**Work instructions**
Reproduce every entry precisely as written.

Region pointing data:

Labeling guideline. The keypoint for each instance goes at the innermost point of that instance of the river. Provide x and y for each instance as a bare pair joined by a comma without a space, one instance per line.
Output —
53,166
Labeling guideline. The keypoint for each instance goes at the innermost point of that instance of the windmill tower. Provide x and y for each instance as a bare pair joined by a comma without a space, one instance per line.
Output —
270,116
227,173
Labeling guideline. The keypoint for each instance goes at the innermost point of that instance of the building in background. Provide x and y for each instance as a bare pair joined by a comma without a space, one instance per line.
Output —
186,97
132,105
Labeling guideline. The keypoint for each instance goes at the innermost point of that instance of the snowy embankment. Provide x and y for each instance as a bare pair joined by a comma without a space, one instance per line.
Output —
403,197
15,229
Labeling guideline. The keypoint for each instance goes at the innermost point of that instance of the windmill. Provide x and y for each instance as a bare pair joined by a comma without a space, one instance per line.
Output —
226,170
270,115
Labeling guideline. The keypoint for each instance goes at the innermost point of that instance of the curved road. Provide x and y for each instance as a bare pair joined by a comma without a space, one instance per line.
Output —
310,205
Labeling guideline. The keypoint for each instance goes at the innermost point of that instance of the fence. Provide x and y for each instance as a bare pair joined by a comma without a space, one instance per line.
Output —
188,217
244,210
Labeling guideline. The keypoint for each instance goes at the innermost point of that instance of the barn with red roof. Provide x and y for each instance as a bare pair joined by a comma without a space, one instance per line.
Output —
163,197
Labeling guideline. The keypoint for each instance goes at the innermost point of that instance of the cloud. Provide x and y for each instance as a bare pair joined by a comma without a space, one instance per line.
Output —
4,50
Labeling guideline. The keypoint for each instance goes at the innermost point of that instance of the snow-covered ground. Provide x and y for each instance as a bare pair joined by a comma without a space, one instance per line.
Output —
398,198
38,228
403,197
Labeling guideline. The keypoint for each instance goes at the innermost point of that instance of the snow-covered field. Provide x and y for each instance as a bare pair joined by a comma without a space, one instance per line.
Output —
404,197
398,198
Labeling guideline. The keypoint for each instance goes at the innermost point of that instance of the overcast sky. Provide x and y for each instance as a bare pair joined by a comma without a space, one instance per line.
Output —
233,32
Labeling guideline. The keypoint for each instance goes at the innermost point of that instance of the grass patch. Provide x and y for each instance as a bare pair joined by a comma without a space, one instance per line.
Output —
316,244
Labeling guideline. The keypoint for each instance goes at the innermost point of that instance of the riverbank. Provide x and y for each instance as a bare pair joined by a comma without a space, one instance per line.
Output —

**Answer for this exercise**
Labeling guideline. The keypoint for each instance goes at the innermost point of that instance of the river. Provide x and y for each instance as a bare pair joined by a comma without a space, one instance per line.
Output —
53,166
Labeling guideline. The keypoint for each instance goes at the innermost point of that instance of the windmill tower. Provide x and y for each instance as a bare pair joined by a comma without a space, one instance per line.
Output —
270,116
227,173
Labeling guideline. The keypoint for each instance goes at the innermost point of that instance of the building in background. Provide x and y for each instance as a bare pair joined by a comma without a space, one instance per line.
Output —
186,97
132,105
Labeling guideline. The keypoint for each instance goes at the innermost point of that instance of the snowy embankment. Provide x and y for each instance as a bare pair joined by a comma without a space, one instance per line.
Output —
403,197
15,229
Labeling guideline. The keypoint for each instance goes at the innermost point of that instance of the windmill. Provide x and y for each instance as a bare pair joined by a comma without a space, one instance per line.
Output —
226,170
270,115
Labeling guideline. The keypoint for each instance goes at the innermost point of that instance of the curved road. Provide x and y for each instance as a bare pair joined by a comma without a space, one instance per line.
Output —
310,205
Labeling guideline. The keypoint for each instance goes at the innermost point of that instance of the fence. Provide x and y for each instance as a bare pair joined by a comma without a space, one instance per line.
Output —
188,217
244,210
Labeling guideline. The keypoint for each instance goes at the innermost point of that instance of the barn with red roof. Provide x and y for each instance as a bare pair joined by a comma without a space, one instance per line.
Output —
163,197
Labeling guideline. The keypoint for each instance goes at the innermost point of that instance of the cloud. Provide x and y for each instance as a bare pair joined by a comma without a space, one instance per line.
Output —
4,50
Labeling guideline. The keypoint for each instance goes at the innermost point of that instance of the snow-covered ground. Provide x and y for each instance as a bare pair joined by a comma without a space, one instance per line.
Output —
398,198
38,228
403,197
Labeling guideline. The keypoint for each instance goes at the innermost point of that instance of the snow-covered field. Provide x and y for each instance as a bare pair joined by a comma without a space, one instance per line.
Output —
404,197
398,198
Labeling guideline. The keypoint for each instance goes at the innermost point of that instance of the overcast sky. Provide x and y for each instance as a bare pair joined by a comma without a space, one instance per line.
Output —
233,32
Labeling guideline. The keypoint for each instance goes at the innermost point of that instance of the grass patch. Provide x and y for each instance as a bare pair joined by a comma without a space, one instance per line.
Output —
316,244
Labeling guideline. The keypoint for each instance goes at the innermost point of that instance of the riverbank. Provide x and y for each instance as a bare pair joined by a comma without a space, one instance per line.
Output —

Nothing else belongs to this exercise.